#### Records
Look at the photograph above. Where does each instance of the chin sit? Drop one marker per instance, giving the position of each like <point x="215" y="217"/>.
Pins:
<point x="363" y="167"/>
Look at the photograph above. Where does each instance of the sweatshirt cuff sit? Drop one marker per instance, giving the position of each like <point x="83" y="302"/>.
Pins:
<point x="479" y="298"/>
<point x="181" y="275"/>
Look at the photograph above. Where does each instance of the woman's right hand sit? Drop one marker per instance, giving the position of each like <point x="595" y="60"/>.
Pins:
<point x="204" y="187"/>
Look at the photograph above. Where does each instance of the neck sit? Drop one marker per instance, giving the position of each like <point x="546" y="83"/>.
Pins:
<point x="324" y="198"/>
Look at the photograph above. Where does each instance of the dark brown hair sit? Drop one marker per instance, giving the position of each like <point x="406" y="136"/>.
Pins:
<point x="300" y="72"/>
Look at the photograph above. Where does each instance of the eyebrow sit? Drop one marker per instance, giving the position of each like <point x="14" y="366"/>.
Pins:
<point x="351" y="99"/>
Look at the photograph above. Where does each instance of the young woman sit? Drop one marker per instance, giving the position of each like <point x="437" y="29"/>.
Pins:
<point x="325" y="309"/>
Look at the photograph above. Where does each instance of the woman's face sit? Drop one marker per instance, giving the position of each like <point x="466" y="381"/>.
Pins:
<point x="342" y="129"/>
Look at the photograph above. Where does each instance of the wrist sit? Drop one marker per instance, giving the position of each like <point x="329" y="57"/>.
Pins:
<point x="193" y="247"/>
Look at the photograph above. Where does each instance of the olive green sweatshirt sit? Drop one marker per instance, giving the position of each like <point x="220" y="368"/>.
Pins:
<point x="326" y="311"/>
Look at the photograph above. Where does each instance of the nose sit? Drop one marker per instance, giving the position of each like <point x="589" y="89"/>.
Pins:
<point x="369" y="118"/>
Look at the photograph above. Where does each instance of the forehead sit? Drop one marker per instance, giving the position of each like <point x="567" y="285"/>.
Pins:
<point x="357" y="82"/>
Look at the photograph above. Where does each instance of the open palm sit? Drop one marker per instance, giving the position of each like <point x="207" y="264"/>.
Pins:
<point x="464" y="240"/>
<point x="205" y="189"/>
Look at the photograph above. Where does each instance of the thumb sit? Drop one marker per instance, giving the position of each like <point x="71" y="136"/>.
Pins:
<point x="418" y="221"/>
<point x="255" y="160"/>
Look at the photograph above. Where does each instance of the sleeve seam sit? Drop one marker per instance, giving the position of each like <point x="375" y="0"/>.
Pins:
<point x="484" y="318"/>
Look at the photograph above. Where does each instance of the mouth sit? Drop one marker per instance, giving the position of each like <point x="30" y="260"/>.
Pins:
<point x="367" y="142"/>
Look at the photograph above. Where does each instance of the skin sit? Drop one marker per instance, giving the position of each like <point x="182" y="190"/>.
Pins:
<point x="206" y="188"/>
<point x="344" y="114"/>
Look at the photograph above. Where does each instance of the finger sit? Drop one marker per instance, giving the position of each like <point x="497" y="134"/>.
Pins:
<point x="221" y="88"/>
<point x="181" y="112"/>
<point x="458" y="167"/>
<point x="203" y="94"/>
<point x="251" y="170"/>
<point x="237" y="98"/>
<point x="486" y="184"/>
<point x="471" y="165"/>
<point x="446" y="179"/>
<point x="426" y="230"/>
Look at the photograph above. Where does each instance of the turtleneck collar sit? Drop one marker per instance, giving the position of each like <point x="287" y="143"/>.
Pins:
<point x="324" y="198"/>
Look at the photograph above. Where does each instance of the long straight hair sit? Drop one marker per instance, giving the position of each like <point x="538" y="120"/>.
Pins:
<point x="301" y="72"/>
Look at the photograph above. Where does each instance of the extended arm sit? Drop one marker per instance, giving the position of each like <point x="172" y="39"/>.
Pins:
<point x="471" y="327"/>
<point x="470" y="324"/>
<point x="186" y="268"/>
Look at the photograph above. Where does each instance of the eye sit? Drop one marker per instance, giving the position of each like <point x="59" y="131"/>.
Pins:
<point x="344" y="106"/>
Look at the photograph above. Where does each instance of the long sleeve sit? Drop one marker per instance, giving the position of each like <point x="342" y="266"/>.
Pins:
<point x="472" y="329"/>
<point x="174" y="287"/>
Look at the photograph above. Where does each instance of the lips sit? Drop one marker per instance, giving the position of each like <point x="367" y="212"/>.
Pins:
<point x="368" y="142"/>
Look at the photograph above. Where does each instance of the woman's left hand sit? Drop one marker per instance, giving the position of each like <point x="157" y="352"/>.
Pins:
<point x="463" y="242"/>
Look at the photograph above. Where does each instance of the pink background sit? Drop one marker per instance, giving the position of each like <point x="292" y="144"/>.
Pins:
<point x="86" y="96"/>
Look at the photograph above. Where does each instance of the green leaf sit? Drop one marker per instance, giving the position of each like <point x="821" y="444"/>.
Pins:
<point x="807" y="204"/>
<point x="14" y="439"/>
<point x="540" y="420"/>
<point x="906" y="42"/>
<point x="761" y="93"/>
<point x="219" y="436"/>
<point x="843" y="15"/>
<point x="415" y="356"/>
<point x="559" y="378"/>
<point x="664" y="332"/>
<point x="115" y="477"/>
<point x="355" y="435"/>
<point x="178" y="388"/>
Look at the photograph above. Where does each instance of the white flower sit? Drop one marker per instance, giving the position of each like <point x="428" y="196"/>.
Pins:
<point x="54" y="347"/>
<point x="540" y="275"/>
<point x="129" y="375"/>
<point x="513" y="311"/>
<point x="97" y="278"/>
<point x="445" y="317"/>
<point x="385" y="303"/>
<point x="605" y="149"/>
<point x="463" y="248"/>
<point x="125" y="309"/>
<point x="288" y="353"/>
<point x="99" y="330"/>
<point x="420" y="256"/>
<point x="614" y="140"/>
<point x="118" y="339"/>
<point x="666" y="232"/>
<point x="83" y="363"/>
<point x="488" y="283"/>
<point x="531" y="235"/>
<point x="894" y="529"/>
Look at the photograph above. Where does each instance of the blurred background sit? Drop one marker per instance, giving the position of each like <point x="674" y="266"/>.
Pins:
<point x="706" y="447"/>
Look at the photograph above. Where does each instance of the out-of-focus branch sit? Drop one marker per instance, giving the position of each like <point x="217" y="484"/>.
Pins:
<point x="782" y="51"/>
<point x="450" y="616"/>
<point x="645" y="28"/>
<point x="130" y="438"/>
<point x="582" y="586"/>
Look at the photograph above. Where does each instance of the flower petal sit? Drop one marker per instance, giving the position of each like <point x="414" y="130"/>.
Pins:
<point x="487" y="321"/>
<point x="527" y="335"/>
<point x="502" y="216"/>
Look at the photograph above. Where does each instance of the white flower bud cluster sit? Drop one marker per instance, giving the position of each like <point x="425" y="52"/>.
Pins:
########
Return all lines of the material that have "hair" in them.

Look at the photograph above. Where does each instance of the dark brown hair sit? Drop one marker per instance, giving the position of each like <point x="406" y="136"/>.
Look at the photograph above. Where does each instance of the long straight hair sit? Drop one marker per instance, giving the position of each like <point x="538" y="120"/>.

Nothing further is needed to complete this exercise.